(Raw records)
════════
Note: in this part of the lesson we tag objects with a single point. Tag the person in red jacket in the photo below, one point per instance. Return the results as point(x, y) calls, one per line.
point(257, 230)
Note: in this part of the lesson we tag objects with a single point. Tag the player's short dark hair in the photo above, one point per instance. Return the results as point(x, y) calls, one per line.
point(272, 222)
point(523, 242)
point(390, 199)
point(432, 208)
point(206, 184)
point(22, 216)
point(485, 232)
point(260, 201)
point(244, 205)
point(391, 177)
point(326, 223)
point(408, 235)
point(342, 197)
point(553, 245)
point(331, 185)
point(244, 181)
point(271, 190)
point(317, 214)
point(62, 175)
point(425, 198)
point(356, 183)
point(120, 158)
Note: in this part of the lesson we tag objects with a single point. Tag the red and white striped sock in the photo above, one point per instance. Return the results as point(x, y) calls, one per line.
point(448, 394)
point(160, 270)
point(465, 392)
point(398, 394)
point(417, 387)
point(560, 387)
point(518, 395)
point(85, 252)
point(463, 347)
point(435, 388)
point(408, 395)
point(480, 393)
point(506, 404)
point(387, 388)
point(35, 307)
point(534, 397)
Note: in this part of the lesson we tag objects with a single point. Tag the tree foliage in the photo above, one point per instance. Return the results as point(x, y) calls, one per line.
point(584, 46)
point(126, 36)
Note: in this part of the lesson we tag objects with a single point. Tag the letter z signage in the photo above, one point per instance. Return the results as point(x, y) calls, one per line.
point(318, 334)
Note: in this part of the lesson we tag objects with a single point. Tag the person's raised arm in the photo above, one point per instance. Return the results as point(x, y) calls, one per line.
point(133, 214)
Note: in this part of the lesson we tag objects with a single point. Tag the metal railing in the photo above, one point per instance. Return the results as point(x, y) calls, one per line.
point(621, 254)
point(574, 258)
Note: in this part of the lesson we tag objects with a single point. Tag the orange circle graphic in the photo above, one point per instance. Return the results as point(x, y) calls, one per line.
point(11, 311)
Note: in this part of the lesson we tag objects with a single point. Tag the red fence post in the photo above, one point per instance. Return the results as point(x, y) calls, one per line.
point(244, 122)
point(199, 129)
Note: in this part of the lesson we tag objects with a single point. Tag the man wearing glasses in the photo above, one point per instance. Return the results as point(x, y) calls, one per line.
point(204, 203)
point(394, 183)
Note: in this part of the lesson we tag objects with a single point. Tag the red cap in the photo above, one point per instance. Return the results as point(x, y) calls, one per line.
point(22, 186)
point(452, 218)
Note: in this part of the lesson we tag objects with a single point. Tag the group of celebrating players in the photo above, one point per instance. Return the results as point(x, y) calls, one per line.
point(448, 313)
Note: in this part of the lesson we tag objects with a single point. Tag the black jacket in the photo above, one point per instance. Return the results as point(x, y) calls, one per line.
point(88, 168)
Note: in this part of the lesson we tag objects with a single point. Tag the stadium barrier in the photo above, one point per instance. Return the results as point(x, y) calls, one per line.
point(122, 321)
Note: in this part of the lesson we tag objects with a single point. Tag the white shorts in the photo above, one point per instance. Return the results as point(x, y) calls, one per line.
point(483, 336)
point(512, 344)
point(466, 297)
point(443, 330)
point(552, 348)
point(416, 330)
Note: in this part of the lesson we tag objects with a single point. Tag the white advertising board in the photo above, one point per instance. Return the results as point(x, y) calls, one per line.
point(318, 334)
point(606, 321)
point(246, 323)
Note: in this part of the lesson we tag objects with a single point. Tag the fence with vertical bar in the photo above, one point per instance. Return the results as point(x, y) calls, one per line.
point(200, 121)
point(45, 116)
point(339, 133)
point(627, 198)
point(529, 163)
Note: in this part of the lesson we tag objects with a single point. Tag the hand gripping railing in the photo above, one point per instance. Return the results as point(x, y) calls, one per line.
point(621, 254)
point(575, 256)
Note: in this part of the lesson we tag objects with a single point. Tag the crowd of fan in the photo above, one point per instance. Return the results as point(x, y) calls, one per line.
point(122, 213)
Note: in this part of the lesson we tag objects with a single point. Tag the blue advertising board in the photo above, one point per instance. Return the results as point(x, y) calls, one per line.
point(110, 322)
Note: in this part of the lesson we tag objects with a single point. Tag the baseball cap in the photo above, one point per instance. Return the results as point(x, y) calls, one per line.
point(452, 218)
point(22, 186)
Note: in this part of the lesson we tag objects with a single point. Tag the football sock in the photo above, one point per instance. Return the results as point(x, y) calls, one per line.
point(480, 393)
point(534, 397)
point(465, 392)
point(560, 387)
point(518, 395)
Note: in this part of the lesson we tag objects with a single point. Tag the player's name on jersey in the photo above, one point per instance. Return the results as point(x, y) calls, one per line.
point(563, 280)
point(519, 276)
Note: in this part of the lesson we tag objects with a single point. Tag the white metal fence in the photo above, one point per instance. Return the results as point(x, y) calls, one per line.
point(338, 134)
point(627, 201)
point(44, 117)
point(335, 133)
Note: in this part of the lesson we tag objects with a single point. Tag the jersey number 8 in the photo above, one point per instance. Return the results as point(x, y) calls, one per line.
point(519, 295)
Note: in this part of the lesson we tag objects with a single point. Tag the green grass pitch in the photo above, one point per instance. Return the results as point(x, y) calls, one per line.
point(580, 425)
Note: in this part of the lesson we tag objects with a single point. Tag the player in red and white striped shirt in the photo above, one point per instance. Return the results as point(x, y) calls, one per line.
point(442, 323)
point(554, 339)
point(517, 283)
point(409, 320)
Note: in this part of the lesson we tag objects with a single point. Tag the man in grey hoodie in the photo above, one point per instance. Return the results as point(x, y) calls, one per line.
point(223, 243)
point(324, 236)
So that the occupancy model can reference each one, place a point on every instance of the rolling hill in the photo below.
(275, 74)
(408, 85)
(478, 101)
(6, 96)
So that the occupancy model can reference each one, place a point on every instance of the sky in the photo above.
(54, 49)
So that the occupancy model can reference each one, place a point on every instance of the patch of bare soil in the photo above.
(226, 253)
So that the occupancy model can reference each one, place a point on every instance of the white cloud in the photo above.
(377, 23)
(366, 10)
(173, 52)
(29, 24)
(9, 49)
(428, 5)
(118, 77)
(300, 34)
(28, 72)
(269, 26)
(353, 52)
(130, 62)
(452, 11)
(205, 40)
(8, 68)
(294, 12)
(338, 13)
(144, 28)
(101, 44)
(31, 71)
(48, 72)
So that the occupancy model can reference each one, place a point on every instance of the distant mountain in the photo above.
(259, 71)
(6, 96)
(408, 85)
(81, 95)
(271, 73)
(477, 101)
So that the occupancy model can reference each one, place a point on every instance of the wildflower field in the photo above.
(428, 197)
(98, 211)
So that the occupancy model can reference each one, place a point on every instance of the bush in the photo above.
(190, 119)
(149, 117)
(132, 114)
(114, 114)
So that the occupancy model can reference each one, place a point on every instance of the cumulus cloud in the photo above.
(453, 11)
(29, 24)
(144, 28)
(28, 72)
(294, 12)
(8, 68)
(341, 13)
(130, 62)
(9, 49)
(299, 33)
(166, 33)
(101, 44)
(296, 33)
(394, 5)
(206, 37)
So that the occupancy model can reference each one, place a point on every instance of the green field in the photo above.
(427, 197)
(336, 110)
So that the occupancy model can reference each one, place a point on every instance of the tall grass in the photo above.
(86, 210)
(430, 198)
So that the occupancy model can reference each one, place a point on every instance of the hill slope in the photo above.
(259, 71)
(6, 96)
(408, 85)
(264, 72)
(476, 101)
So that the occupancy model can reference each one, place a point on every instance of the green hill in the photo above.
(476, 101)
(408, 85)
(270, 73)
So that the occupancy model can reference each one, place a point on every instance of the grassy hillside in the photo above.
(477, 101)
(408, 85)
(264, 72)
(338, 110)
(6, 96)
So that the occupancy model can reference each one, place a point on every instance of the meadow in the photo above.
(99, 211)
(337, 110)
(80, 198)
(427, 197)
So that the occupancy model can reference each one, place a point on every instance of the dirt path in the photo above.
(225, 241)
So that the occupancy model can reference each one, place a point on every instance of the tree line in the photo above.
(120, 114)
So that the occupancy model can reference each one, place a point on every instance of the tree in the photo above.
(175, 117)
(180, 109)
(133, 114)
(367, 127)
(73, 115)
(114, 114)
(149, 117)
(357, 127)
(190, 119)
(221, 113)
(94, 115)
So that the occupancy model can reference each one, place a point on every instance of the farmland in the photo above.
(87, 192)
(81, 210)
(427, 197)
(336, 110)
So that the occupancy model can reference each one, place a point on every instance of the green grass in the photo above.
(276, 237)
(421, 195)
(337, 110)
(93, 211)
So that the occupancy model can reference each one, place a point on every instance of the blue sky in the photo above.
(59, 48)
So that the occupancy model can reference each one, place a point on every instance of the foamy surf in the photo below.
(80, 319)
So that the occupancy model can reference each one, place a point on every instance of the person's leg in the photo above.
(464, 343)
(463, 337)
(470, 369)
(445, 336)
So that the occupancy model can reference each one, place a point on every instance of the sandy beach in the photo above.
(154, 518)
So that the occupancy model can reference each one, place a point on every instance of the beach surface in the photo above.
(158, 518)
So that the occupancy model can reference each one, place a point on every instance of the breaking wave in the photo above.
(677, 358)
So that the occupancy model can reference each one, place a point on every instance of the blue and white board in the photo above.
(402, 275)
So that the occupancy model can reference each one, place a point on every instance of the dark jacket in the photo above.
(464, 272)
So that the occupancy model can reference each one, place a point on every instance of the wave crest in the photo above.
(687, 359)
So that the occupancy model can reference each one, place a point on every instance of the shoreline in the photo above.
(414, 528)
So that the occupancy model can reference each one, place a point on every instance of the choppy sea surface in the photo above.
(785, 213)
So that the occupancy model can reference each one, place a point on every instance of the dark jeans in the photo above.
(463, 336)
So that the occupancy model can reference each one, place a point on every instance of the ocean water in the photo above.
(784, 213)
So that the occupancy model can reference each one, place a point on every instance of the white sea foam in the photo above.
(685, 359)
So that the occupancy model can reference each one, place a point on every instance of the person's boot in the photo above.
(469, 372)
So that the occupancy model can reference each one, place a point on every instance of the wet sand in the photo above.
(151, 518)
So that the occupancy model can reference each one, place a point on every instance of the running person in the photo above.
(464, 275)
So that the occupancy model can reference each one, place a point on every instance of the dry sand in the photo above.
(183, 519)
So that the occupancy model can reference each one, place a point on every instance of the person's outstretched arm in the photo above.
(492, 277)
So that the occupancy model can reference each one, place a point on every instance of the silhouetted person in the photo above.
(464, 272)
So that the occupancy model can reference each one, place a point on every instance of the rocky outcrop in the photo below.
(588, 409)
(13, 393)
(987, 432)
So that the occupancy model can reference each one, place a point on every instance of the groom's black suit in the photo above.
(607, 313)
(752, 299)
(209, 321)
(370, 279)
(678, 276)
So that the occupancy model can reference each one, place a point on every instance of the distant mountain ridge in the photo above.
════════
- [EXERCISE TASK]
Can you render the stretch of the data above that opens with the line containing "Tag the tree" and closes with the line containing "point(126, 36)", both included, as a numbered list with blank lines omitted?

- [REPLY TO THE TASK]
1. Note: in this part of the lesson we tag objects with a single point. Tag the tree foliage in the photo above, one point per instance. Return the results as point(x, y) calls, one per line.
2. point(584, 46)
3. point(126, 36)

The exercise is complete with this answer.